What needs to be done -
Write every line out verbatim and omit the pictures.

____ Data for this task

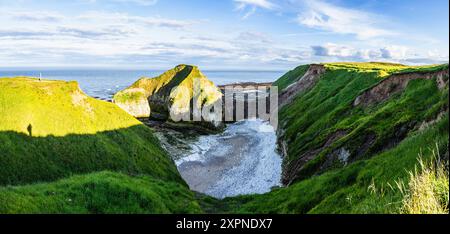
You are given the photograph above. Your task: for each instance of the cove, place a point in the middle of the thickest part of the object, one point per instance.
(241, 160)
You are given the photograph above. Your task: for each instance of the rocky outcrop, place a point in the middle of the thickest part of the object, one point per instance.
(303, 84)
(174, 91)
(397, 83)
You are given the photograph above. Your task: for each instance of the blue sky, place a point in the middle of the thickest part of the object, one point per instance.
(220, 34)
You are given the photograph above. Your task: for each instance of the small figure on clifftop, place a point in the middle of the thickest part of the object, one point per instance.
(30, 129)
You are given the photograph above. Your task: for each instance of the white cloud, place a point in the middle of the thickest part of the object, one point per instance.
(388, 53)
(252, 5)
(328, 17)
(255, 3)
(34, 16)
(394, 52)
(138, 2)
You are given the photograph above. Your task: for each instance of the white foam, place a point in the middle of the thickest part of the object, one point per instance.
(260, 167)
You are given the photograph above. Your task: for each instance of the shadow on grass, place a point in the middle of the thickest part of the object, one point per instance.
(133, 151)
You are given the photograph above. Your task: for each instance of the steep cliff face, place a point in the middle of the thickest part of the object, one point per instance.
(307, 81)
(340, 113)
(342, 158)
(175, 90)
(397, 83)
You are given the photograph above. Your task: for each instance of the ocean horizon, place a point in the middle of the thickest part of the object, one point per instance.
(104, 83)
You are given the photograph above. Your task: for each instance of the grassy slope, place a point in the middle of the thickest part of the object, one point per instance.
(347, 190)
(339, 190)
(71, 133)
(103, 192)
(327, 108)
(315, 115)
(291, 77)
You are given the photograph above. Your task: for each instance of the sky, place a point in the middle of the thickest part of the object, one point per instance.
(220, 34)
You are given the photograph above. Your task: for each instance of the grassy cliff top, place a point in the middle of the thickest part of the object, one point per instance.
(381, 69)
(51, 129)
(57, 108)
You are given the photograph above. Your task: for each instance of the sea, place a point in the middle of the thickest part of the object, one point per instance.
(103, 84)
(241, 160)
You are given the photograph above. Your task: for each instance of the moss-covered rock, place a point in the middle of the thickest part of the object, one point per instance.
(175, 90)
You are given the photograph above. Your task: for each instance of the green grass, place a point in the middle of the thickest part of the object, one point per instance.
(74, 134)
(174, 88)
(291, 77)
(99, 193)
(325, 185)
(50, 130)
(348, 189)
(328, 108)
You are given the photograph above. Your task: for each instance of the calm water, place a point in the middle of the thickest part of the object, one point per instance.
(104, 83)
(241, 160)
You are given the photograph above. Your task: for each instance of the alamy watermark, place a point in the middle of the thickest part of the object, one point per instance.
(231, 103)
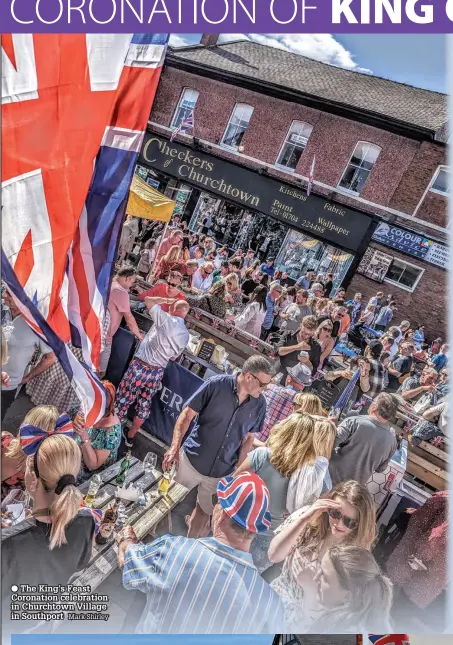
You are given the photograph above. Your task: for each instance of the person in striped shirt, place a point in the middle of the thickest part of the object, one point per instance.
(207, 585)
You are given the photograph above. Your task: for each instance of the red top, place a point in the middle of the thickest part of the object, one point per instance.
(160, 291)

________

Final result -
You are given the photograph above. Your task: for each instance of the cove, place a point in the middle of the thickest part of the object, one point per instance.
(241, 160)
You are given the photograph above. Your task: for each instance of the rocky outcrop, place a point in the middle of the thickest part of the object, one point per instance.
(303, 84)
(174, 91)
(397, 83)
You are given the photograph above. Your task: for each instance of the blue sky, place a point in the middle of the thickest part of the object, one point per instance.
(220, 34)
You are given the photograph above. Your task: for each instance of the small figure on clifftop, place a point in the middle of the thickest part of the object, one point per instance.
(30, 129)
You are given the photograph above. Your task: for each instance of the white cloud, place a point in the middle of the thickest part of the object, one point per instance.
(388, 53)
(252, 5)
(328, 17)
(255, 3)
(34, 16)
(394, 52)
(138, 2)
You are given the photograph above. Your task: for each instance of the white foam, place a point in the middle of the thickest part of the object, one point per instance.
(260, 167)
You are given the photograph above. Your task: for each instance of the shadow on grass, place a point in the middle of the thickest part of the object, one point per instance.
(133, 151)
You are given the photograph above. Your task: for each instance of the steep cliff face, place a point in the middle of the thickest part of the object, one point per instance.
(307, 81)
(340, 113)
(342, 158)
(175, 90)
(397, 83)
You are given the photograph above. Your task: for each instance of the ocean horizon, place a point in the middle of the thickest part of the object, one point per instance.
(104, 83)
You are given the photograph above. Your task: for each instance of the grassy slope, place a point in the middle of the thickest part of the object, one point per instance.
(347, 190)
(339, 190)
(71, 133)
(103, 192)
(327, 108)
(315, 115)
(291, 77)
You are given the photograph above. Your task: for each instance of the sky, place a point in the middle of the thickest part of the object, one point per instance.
(220, 34)
You are given the photograph above. Your task: for each instance of the grassy cliff top, place a point in the middle of the thickest part of the object, one point per instance.
(381, 69)
(51, 129)
(57, 108)
You are given the photograph above. Your task: for each instance of the sea, place a point in the middle of the thickest part of the object, one point per instance.
(103, 84)
(241, 160)
You are given the photograph above. Your task: for each instance of the moss-covered rock, place a point in the middle of the thickest part of the object, one point per instance.
(175, 90)
You are given the photograph above. Your task: for each instance of the green grass, place a point in the middle of the thickest part of the object, one point per instance.
(74, 134)
(174, 88)
(291, 77)
(99, 193)
(325, 185)
(50, 130)
(348, 189)
(328, 108)
You are given the photograph above. Your task: for each instance of the calm water, place a point in the middle of the thickest part of the object, one point per instance.
(104, 83)
(241, 160)
You are given the photograph above. Your task: for each instance of the alamy watermark, place a point in the middle of the thickest part of the object, one point per instance.
(231, 103)
You are given the photograph above. Your task: for each instance of the person in striped shirt, place a point in the middle of the thickest part of the object, one point per instance.
(207, 585)
You are given the photograph above. Your task: for each instance of the red top, place a point in the middle of the thickest part of the object, one point per instance.
(160, 291)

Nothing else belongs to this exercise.